Excerpted text:
Occasional Newsletter No’ 33; April 2013

(Beeforders in by 6pm this Sunday please for fresh beef back Wed 1st May)

Spring has finally sprung; all the cows have calved and only 3 ewes left to lamb. These could be hanging around for another 3 weeks as taking the rams outin the Autumnalways seems to be low priority.

Our Good Friday Open Day had over 100 visitors and the rain stayed away. Most tours saw a lamb being born and photo opportunities involving young lambs and children, or just the young at heart, weren’t missed. A big thankyou to all the regular staff who have their routine jobs added to in preparation and to the friends, hens and guinea pigs drafted in for the day. Visitors who found Sarah’s cakes were not disappointed.

Some other visitors on Good Friday were a pair of Egyptian Geese checking out somewhere to raise a family. They decided they were too camera shy to hang around and have headed back to the reservoir.

All the ewes and lambs were indoors on Good Friday and April 15th was when we first managed to turn some out. There is a lot of work attached to having them indoors but nothing compared to the hardship of dealing with the losses from lambing outdoors and having to dig ewes out of snow drifts as happened in Wales this year.

So far the scanning results have only been wrong on two sheep, a scanned twin who had triplets and one of the two scanned with quads who had quins. She produced them without assistance and is still rearing quads ( one was fostered off ) with none needing a bottle top up. Even indoors it is survival of the fittest and Fagin like she seems to send them off to thieve off other ewes. I am reluctant to turn them out yet incase the smallest has ‘fox snack’ written on him.

Task a:
Please render the records from the line containing "I would be grateful if you could tag the bus door" through the end of the records as a Markdown table with the columns n and Line, numbering each row and omitting blank lines.

Extracted information:
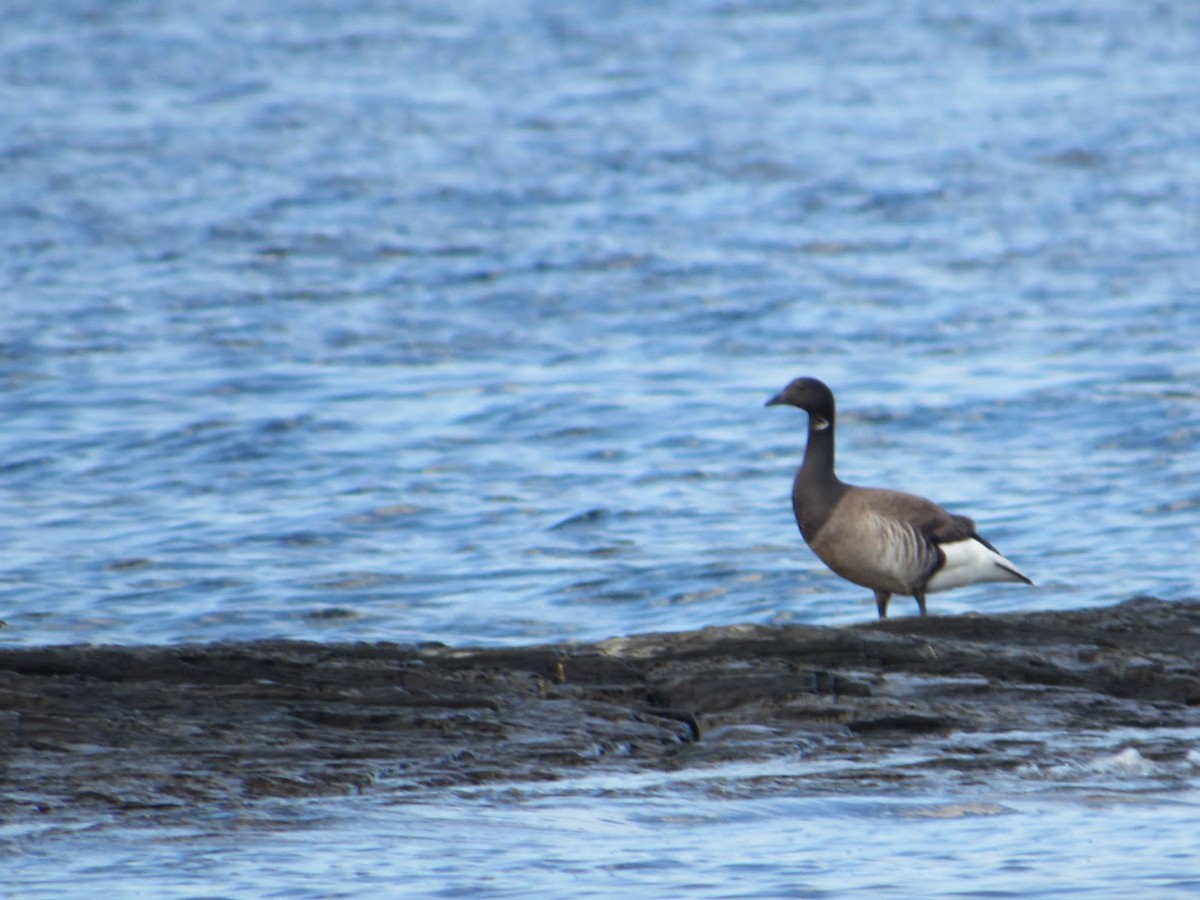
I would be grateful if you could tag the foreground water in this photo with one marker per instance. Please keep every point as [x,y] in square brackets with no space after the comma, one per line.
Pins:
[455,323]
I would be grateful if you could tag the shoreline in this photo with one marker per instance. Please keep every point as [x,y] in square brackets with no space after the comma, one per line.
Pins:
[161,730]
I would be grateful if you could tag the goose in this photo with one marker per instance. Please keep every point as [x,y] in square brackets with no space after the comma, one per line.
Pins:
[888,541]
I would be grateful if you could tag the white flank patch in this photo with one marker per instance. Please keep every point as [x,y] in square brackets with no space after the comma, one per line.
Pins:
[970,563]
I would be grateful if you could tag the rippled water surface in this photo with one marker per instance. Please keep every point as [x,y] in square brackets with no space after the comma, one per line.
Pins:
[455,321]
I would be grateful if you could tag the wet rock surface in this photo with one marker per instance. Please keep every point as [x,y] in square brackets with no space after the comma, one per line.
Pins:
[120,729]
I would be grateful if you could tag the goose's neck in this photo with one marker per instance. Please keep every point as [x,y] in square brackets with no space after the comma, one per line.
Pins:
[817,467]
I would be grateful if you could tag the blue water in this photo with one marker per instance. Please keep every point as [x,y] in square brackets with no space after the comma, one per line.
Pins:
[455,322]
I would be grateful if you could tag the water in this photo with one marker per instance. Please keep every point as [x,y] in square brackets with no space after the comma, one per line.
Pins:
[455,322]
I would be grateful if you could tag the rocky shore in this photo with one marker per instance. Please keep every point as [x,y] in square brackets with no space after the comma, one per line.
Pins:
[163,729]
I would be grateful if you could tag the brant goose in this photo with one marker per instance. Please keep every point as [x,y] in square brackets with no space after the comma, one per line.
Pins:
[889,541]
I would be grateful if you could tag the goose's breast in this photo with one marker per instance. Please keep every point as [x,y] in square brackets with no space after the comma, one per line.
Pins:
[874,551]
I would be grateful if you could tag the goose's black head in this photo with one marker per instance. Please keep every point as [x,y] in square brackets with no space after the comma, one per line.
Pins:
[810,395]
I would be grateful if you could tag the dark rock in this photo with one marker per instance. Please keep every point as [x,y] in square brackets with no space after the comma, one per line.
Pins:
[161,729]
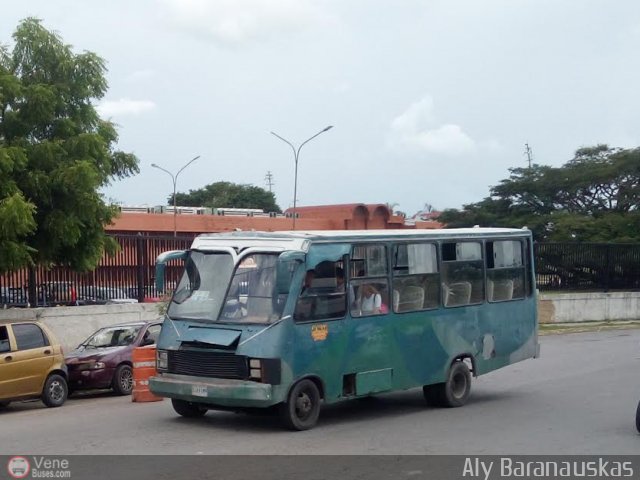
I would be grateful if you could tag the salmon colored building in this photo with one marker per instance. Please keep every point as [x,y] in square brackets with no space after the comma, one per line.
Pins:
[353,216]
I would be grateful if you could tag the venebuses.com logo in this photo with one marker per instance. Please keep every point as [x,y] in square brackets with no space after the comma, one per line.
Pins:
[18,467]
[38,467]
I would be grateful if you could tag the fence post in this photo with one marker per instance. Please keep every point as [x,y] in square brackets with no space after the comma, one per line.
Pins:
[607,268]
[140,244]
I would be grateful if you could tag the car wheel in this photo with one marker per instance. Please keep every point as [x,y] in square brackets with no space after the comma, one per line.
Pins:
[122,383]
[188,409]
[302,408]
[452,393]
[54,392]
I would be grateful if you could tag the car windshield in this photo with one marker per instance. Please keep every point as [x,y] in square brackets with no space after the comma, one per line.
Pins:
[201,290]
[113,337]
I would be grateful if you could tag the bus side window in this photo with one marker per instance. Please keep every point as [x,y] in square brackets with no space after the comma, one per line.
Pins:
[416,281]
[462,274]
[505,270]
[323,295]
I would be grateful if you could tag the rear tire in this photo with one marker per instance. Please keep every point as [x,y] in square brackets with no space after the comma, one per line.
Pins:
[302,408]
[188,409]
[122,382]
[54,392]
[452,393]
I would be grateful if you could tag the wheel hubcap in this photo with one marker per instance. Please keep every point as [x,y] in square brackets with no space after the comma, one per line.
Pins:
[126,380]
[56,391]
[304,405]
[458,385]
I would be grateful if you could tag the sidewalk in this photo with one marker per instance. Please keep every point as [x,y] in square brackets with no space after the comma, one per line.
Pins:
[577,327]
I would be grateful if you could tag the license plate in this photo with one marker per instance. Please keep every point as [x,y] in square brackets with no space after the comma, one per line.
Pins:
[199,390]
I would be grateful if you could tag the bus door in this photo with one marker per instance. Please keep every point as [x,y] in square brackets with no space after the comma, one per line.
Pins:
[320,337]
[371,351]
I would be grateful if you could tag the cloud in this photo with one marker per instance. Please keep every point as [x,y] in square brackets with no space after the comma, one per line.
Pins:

Task b:
In the farm newsletter, where did the pair of Egyptian Geese go after visiting on Good Friday?

Correct answer a:
| n | Line |
|---|---|
| 1 | I would be grateful if you could tag the bus door in this photo with one marker per instance. Please keep every point as [x,y] in square brackets with no space after the comma, one per line. |
| 2 | Pins: |
| 3 | [320,337] |
| 4 | [371,351] |
| 5 | I would be grateful if you could tag the cloud in this photo with one marker per instance. Please keep every point as [x,y] in square brackets with no space after the comma, one per line. |
| 6 | Pins: |

Correct answer b:
They headed back to the reservoir.